(Directive) Return each of the following entries line for line, with no changes, and leave the pictures out of what you return.

(Record set)
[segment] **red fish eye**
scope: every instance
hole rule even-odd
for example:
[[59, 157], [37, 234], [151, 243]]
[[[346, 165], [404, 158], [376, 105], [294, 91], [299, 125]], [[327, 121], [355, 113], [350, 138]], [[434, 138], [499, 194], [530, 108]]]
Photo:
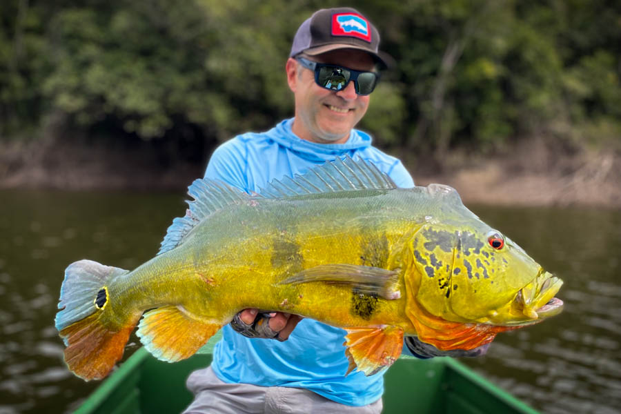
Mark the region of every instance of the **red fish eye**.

(In response)
[segment] **red fish eye**
scope: every instance
hole rule even-odd
for example:
[[59, 157], [37, 234], [151, 243]]
[[[346, 165], [404, 158], [376, 105], [294, 91], [299, 125]], [[327, 121], [355, 113], [350, 138]], [[434, 138], [499, 194], [530, 108]]]
Photo:
Mark the region of every instance of the **red fish eye**.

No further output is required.